Selected excerpt
◆ ◆ ◆ ◆ ◆

MELVILLE, La. (KLFY) – A small-town police chief is sounding the alarm saying town leaders are putting their community in harm’s way by neglecting the needs of the police department. Here’s the story in tonight’s Dial Dalfred report.

The typically quiet town of Melville is now the battleground for the police department and city hall. Oddly enough, they share a building but can’t seem to get on the same page when it comes to protecting the people of Melville.
The police chief’s problem: fuel.

In the current budget, the department is allowed $6,000 a year for gas; but Chief Anthony Moreau says providing 24-hour protection to the town for $500 bucks a month won’t cut it.

“And they want these officers to park these vehicles and come down here for $10 an hour, drive their vehicles to work and back, by the time they take out for the gas and taxes they won’t make enough to support their families,” Chief Moreau said.

According to dispatch logs, early morning requests from officers for fuel were rejected by town hall— Melville Mayor Velma Hendrix says she has an explanation for that.

Mayor Hendrix says, “The chief did not that. We cannot deal with these other people because they’re not in charge. You have to deal with the head.”

Chief Moreau says the disconnect between his department and city hall has led to fewer officers wanting to be apart of the department.

One officer resigned last week and with the chief now on medical leave, there are only one full-time and two part-time officers to provide 24-hour protection seven days a week to the people of Melville.

◆ ◆ ◆ ◆ ◆

Your tasks
1: Using only the Melville police story, say whether each statement agrees with it, answering yes or no and quoting the deciding words: (a) The police department and city hall share a building. (b) The department's yearly gas allowance is $10,000. (c) Two officers resigned last week.
2: Please reproduce the Melville police story word for word from "The typically quiet" to "Chief Moreau said.".
3: Pick up the Melville police story after its final sentence and keep writing.

◆ ◆ ◆ ◆ ◆

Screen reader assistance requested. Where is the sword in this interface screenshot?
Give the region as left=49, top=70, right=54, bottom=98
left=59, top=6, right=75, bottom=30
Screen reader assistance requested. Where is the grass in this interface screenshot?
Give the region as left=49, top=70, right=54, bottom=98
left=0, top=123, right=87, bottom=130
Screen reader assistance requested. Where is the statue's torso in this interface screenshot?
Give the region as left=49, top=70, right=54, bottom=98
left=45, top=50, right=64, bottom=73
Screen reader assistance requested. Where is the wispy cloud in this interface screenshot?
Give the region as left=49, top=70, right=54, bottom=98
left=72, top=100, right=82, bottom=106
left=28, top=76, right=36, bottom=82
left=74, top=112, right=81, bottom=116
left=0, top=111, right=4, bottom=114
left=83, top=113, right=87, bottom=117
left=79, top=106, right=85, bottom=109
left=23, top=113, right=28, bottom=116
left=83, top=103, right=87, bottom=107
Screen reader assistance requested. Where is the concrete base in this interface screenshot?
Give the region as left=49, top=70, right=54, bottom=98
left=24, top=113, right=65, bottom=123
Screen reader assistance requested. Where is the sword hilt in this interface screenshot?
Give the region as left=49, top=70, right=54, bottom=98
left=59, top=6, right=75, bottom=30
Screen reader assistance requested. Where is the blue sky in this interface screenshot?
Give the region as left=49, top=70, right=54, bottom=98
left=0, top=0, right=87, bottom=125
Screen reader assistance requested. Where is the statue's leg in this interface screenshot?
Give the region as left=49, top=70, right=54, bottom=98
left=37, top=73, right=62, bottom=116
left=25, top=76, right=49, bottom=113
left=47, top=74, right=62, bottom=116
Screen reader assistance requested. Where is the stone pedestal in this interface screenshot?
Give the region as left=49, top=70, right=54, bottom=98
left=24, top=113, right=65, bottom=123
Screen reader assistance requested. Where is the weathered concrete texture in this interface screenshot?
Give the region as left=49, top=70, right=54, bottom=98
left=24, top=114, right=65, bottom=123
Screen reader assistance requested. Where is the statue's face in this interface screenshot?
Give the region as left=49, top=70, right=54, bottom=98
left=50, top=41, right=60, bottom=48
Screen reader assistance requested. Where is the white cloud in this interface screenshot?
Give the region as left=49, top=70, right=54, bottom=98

◆ ◆ ◆ ◆ ◆

Numbered answers
1:
(a) Yes: "they share a building"
(b) No: "the department is allowed $6,000 a year for gas"
(c) No: "One officer resigned last week"

2:
The typically quiet town of Melville is now the battleground for the police department and city hall. Oddly enough, they share a building but can’t seem to get on the same page when it comes to protecting the people of Melville.
The police chief’s problem: fuel.

In the current budget, the department is allowed $6,000 a year for gas; but Chief Anthony Moreau says providing 24-hour protection to the town for $500 bucks a month won’t cut it.

“And they want these officers to park these vehicles and come down here for $10 an hour, drive their vehicles to work and back, by the time they take out for the gas and taxes they won’t make enough to support their families,” Chief Moreau said.

3:
“I would just like to assure the citizens of Melville that the shortage of police protection is not my fault, it’s the fault of the mayor and the council for not wanting to provide fuel for us to patrol. So, if y’all need a police officer or if you have a complaint, effective next week, go knock on the mayor’s door, knock on the councilmembers’ door. If y’all need their phone numbers I can give it to you. Call them up, if it’s late at night wake them up, knock on their door, call their phone.”

The mayor says the town has other bills to pay and doesn’t have the money to give officers for gas when traveling to and from work; something the chief sees as an incentive to keep good officers. When it comes to the breakdown in communication, that mayor says “the chief does not give us the information that we ask him for. We ask him for a budget and we have not received it.”

I did ask the chief for his budget but he says he handed it over to the mayor’s office and did not have a copy.

As for police protection, Chief Moreau says he’s now having to forward some calls to Sheriff’s office because he doesn’t have the officers or the fuel to respond.

This should be a developing story, so we’ll follow it closely and report back to you when we get more details.